**How to complete this task**.
Return, verbatim and in full, the records that follow, but not their pictures.

**Point-per-instance localization data**.
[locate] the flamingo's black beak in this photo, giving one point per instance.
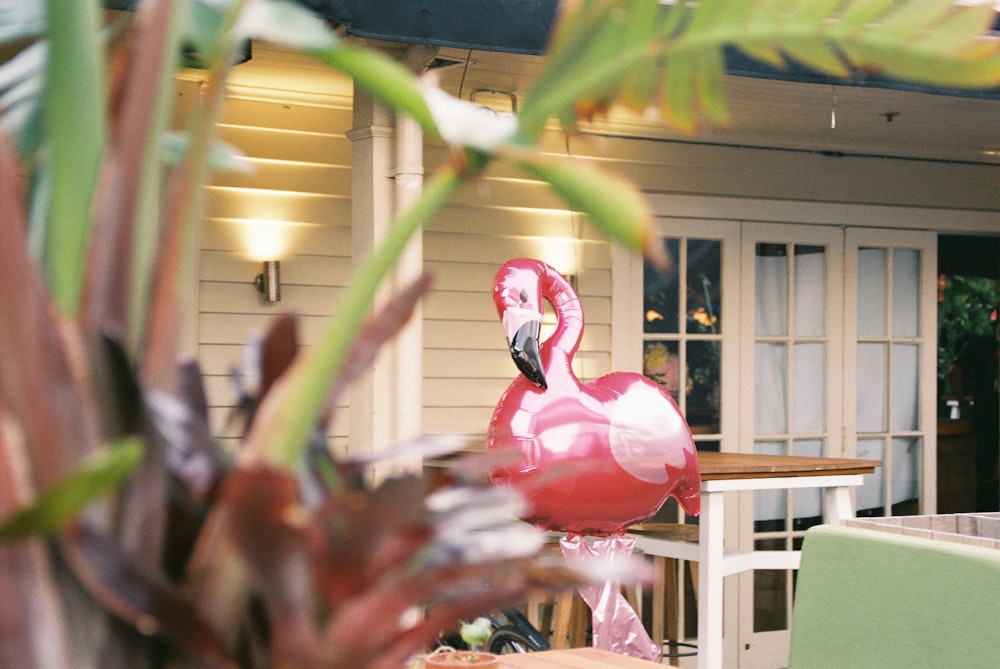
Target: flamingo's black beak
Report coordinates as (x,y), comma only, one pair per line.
(524,351)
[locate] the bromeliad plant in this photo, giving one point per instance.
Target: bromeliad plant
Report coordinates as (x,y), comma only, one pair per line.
(129,537)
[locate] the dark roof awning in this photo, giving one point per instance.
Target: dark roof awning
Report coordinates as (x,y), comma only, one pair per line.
(523,26)
(512,26)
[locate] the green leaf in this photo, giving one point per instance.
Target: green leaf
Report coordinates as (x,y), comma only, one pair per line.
(75,129)
(54,507)
(859,14)
(817,55)
(291,410)
(712,86)
(612,204)
(679,94)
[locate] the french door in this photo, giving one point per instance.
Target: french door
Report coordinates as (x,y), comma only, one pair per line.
(838,358)
(814,340)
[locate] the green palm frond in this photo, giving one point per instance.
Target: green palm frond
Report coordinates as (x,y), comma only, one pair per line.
(672,57)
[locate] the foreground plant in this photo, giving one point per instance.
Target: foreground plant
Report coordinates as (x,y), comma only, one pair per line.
(130,538)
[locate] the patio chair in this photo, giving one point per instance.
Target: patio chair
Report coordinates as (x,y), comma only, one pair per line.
(871,599)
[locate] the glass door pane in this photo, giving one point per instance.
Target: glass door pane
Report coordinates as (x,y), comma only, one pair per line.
(891,338)
(792,358)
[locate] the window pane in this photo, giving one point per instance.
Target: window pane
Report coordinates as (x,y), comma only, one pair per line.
(704,281)
(810,291)
(662,363)
(662,292)
(809,387)
(872,293)
(772,289)
(905,386)
(770,362)
(871,388)
(703,385)
(905,293)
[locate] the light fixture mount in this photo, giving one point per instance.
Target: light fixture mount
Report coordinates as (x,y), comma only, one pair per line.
(268,282)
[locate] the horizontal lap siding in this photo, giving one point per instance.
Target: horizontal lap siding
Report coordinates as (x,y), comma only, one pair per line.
(300,174)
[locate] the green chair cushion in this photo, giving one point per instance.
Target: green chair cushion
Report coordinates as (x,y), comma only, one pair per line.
(871,599)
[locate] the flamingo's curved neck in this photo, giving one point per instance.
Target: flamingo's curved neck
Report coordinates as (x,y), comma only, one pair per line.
(565,340)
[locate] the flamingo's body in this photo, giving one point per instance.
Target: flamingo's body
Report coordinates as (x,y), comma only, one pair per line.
(591,458)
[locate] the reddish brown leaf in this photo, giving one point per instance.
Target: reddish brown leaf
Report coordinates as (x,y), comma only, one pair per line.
(138,596)
(38,382)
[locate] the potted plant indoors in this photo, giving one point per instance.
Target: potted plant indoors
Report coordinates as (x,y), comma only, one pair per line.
(475,635)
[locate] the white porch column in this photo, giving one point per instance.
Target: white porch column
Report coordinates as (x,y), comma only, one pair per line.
(387,176)
(373,412)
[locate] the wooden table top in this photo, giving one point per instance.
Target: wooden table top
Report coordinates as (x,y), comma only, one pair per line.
(575,658)
(715,466)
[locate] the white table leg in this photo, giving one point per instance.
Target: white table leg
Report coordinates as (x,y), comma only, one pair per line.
(711,536)
(837,505)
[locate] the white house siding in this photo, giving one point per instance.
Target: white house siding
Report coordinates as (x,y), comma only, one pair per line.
(295,134)
(292,130)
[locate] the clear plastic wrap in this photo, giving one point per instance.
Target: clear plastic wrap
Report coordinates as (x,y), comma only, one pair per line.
(616,626)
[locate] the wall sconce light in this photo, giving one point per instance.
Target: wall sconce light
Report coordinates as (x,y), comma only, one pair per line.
(269,280)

**Solved problem**.
[locate] the flamingo's black beak in this photo, giving one point per instance.
Target: flamingo's black beak
Report coordinates as (x,y), comma only, one pair per line.
(524,351)
[locate] the bromeliad plant in this photo, giving one point per instance.
Target: bromeliad plant
Report coordinates as (x,y), comma only, one pair per line.
(129,537)
[locate] the dark roof awning in this photo, giving one point per instance.
Target: dark roof awning
Report coordinates as (x,y), comma only, one pair per line.
(523,26)
(512,26)
[locate] the green leaf in this photo, giving one point per instance.
Target: green leaf
Report coordinates as (x,y), comma only, one pair per line.
(75,129)
(54,507)
(859,14)
(817,55)
(291,410)
(712,86)
(612,204)
(679,94)
[locate] the french door in this photo, giving one point per instance.
Target: french door
Report coordinates as (x,y), comma only, one pair per line.
(838,358)
(814,340)
[locate] the green palm frond in this photo, giving one point per instance.
Target: green palm frond
Report coordinates as (x,y), comma only, one pair per line.
(672,57)
[locate] the foreground plant in this photo, giving one point per instance.
Target: foreground plant
Report coordinates as (x,y), comma only, one pair per line.
(130,538)
[locate] the patio chair in this photo, giving one point per instance.
Target: patio chair
Report coordinates as (x,y), comma only, one pair per line.
(871,599)
[locate] the glass door pane in this photo, giving one point per instance.
Target: glass door pane
Report coordinates as (x,y), comma only, one pair per line.
(891,338)
(792,358)
[locate] the window pane in this photo, giving one point per instance.
Target: window pane
Report coordinates as (x,y), comma only, one pair per line.
(704,281)
(810,291)
(662,363)
(662,292)
(809,387)
(872,293)
(772,289)
(905,386)
(770,362)
(871,388)
(703,385)
(905,293)
[locate] the light fixture mount in this photo, giving one point per instance.
Target: light fixture mount
Report coordinates as (x,y), comma only, one pair per line.
(268,282)
[locate] the horizontal lap siding in this photo, giving one point per instance.
Target: horizontal lap siding
Report coordinates as (x,y), comma only, one pair per line.
(300,174)
[locate] the green chair cushion in this photo, giving one point per instance.
Target: green chair cushion
Report coordinates as (x,y), comma only, one pair per line.
(871,599)
[locate] the flamingo's curved neck in this photo, giving one point per instance.
Target: flamingo's curved neck
Report coordinates as (x,y), comma only, one pair per line.
(565,340)
[locate] the flamingo's body in this photo, giving one point per instance.
Target: flamingo's body
Report coordinates as (x,y), comma only, one pair per line.
(591,458)
[locate] the reddish brown leaf in this photo, giving one point per instance.
Target: reddish brown leaf
Report coordinates as (x,y), comma only, one pair per line.
(138,596)
(38,382)
[locate] the potted plant indoors in this photo, giving one point per instance.
Target: potted plant indoors
Report coordinates as (x,y), comma only, one pair per line.
(475,635)
[locate] the white porch column in this photo, giving one point per instance.
Target: white porch column
Report coordinates as (x,y), comma only, one pair per line.
(387,176)
(373,412)
[locate] the wooden table top in this photo, giving one point per instance.
Target: wooden table top
Report coordinates as (x,y), comma only, one pair per line.
(575,658)
(715,466)
[locate] the white table leg in this photo, giving one point per instance.
Target: white table leg
Report coordinates as (x,y), comma only, one pair per line.
(711,536)
(837,505)
[locate] the white house siding in this photo, giving one point per instance.
Target: white house siding
Report coordinates as (x,y), comma only, one pair per line.
(295,134)
(292,130)
[locate] the clear plastic wrap in this photo, giving one point per instance.
Target: clear plastic wrap
Report coordinates as (x,y), comma only, one pair per line.
(616,626)
[locate] the wall sconce light in this photo, giving one point per instance.
Target: wall sconce light
Report coordinates as (x,y), comma only, one pair per line.
(269,280)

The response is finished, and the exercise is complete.